The answer should contain every entry below, copied exactly.

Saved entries
--
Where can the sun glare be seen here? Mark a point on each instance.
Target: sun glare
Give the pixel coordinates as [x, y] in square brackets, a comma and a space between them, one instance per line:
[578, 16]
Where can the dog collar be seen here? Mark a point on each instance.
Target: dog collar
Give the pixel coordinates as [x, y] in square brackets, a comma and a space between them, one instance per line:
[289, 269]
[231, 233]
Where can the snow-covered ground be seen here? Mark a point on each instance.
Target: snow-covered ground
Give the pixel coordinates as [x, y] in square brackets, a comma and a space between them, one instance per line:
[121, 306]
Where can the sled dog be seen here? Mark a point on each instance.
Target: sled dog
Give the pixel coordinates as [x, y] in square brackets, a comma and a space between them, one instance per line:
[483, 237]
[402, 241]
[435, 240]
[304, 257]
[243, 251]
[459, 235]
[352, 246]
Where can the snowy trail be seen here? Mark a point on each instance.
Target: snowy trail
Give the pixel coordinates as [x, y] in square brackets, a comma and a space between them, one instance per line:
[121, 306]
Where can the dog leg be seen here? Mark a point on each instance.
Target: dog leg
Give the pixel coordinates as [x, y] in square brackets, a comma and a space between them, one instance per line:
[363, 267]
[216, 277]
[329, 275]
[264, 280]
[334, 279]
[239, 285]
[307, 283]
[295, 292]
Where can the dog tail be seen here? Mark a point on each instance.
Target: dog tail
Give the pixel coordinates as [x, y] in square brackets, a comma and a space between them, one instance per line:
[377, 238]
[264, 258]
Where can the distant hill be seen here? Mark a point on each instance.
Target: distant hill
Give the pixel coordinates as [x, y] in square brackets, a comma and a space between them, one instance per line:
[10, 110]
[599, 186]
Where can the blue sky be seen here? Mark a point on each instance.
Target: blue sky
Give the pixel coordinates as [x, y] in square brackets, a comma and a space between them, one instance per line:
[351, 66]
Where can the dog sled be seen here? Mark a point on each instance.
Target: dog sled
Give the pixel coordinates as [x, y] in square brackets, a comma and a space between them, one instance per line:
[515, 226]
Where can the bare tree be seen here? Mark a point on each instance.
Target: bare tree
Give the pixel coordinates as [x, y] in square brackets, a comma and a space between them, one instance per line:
--
> **Response area**
Where can the sun glare be seen here? Mark a point on each instance.
Target: sun glare
Give the pixel coordinates as [x, y] in square brackets, a comma and a space between them, one instance per line:
[578, 16]
Where can the dog collar be seen here? Mark a point on each instance.
Target: dog collar
Give the pixel coordinates as [x, y] in square brackets, a comma and a space between them, one instance per line:
[289, 269]
[231, 233]
Where can the snow-covered ground be seen here? Mark a point on each instance.
Target: snow-covered ground
Give the pixel coordinates as [x, y] in square brackets, a comma and a space between them, one instance per line:
[121, 306]
Where can the sled dog be seen here? Mark a point on each instance.
Target: sled dog
Give the pixel coordinates as [x, y] in square brackets, a comma and a space between them, one instance per line:
[483, 237]
[402, 241]
[435, 240]
[304, 257]
[243, 251]
[459, 235]
[352, 246]
Where can the snowy trail be seen here? Mark a point on each instance.
Target: snowy trail
Give the pixel coordinates as [x, y] in square brackets, a comma and a space between them, one instance per line:
[121, 306]
Where can the dog leg be seen here? Mark a point on each instance.
Target: dog leg
Give the pixel coordinates as [x, y] in square brackets, a comma and a space between them, one instance per line:
[363, 267]
[216, 277]
[329, 275]
[264, 280]
[334, 279]
[239, 285]
[307, 283]
[295, 292]
Where can the dog tail be seen here? Mark a point on each instance.
Target: dog tail
Give the pixel coordinates as [x, y] in square brackets, a comma and a space between them, one instance per line:
[377, 238]
[264, 258]
Where can the distant hill be seen here? Mark a point on each instance.
Target: distant hill
Give the pixel coordinates as [x, y] in square brackets, a comma and a space between them, one instance per line:
[10, 110]
[599, 186]
Where can the blue sky be seen here? Mark a point on each instance.
Target: blue sky
Give the pixel coordinates as [x, y] in square brackets, a comma and a space between them, one instance per line:
[351, 66]
Where can the dog sled be seen here? Mark a point on each instance.
Target: dog sled
Give the pixel coordinates as [x, y] in square brackets, a comma and a space between them, one instance per line:
[515, 226]
Where can the bare tree be seen here? Mark a point on each instance.
Target: bare tree
Give the pixel coordinates as [x, y] in square brackets, a comma and a space between them, one instance per line:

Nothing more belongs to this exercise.